Please return everything in the listing below from the line containing "GET /bbox?q=balcony railing" down to the line containing "[863,282,896,299]", both lines included. Copy each line character for character.

★ ★ ★ ★

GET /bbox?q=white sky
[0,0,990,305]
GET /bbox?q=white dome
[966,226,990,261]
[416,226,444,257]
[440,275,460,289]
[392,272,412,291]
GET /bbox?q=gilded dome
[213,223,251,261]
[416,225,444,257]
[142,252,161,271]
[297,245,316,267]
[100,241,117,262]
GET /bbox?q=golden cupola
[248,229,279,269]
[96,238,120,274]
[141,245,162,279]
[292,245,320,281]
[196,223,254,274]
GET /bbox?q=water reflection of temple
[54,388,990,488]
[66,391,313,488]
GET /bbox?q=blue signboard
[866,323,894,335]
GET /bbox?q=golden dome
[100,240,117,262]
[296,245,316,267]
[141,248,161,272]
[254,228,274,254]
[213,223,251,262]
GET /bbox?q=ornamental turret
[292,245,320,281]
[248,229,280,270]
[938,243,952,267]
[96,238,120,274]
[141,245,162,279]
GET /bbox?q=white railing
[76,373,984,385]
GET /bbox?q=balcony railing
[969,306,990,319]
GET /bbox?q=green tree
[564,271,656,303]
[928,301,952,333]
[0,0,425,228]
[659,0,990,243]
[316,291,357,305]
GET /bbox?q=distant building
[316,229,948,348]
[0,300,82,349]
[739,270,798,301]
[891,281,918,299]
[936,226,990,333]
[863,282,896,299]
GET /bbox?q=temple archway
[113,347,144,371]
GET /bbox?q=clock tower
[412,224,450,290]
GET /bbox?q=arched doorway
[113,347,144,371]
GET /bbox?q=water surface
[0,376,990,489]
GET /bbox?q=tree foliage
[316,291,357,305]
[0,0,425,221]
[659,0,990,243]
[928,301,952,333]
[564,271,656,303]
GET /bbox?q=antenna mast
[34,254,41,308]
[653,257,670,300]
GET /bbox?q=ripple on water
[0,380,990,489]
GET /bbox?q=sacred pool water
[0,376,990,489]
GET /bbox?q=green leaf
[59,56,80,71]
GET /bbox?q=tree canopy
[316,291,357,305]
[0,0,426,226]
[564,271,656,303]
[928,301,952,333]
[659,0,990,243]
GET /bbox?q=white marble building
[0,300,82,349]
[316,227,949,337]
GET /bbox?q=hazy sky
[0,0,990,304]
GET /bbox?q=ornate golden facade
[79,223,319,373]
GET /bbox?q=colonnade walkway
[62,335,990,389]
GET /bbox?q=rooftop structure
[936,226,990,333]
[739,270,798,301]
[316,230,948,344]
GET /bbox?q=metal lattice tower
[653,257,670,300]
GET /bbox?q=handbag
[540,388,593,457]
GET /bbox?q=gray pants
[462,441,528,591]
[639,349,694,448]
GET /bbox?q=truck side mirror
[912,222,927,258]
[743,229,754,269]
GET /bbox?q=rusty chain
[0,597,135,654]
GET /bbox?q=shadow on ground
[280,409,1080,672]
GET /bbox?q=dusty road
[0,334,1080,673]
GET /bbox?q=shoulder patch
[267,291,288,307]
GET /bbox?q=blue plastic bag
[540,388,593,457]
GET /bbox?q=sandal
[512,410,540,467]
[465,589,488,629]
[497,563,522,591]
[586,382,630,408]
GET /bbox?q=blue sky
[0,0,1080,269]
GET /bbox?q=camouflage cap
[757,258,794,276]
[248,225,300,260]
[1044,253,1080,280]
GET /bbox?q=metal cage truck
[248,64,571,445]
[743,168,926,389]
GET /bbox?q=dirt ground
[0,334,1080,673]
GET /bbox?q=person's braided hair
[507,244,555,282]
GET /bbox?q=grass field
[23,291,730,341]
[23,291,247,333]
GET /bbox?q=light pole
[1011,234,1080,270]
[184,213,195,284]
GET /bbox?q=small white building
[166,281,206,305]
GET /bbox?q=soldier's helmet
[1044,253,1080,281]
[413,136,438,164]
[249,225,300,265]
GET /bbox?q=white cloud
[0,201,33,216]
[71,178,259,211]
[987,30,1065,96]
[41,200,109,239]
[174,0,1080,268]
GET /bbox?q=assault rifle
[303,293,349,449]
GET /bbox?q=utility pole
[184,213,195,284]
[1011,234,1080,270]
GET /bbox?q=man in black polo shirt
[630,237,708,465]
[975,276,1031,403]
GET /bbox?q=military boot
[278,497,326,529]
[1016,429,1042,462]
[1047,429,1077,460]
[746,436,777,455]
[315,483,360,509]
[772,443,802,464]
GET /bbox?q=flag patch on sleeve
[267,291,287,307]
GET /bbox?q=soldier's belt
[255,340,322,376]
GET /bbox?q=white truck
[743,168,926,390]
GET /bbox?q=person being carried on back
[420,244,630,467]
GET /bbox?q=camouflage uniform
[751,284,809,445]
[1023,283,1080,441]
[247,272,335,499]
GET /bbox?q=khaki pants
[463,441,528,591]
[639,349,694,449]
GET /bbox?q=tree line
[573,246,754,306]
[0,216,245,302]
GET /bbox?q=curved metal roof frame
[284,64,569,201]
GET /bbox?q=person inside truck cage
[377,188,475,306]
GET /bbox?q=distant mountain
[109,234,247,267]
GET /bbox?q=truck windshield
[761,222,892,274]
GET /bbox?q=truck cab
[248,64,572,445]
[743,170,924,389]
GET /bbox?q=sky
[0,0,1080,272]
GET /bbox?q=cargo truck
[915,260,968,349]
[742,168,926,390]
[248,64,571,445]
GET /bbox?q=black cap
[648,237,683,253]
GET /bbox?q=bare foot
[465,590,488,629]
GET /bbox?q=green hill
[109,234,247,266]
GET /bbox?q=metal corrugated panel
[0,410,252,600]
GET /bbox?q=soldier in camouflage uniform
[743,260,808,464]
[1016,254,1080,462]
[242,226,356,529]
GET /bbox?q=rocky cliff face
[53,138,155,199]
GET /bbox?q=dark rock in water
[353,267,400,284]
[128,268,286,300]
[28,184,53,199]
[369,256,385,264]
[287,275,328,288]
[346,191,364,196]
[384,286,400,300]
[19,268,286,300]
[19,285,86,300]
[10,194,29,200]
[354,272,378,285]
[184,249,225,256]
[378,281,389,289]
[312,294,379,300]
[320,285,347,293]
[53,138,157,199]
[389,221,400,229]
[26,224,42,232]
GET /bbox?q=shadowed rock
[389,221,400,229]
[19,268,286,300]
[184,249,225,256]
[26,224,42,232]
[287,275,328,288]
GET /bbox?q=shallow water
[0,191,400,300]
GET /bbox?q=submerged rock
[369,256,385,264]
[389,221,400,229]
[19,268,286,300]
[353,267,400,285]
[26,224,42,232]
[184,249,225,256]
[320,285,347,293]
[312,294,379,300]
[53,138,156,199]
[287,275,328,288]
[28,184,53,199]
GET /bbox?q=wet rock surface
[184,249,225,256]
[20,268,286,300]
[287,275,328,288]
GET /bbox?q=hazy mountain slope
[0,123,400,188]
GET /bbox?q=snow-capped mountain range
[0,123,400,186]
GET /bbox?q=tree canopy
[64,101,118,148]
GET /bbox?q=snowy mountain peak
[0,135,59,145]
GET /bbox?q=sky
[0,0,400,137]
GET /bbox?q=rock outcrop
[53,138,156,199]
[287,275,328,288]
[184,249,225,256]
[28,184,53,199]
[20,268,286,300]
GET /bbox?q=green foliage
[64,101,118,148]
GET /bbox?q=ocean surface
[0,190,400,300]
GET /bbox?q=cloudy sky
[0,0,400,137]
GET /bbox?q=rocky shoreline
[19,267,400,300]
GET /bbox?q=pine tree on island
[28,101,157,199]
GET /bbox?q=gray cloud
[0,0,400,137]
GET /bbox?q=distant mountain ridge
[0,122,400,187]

★ ★ ★ ★

### CORRECT RESULT
GET /bbox?q=balcony railing
[969,306,990,319]
GET /bbox?q=green tree
[564,271,656,303]
[928,301,952,333]
[0,0,425,228]
[659,0,990,243]
[316,291,357,305]
GET /bbox?q=distant building
[316,229,948,348]
[0,300,82,349]
[739,270,798,301]
[891,281,918,299]
[936,226,990,333]
[863,282,896,299]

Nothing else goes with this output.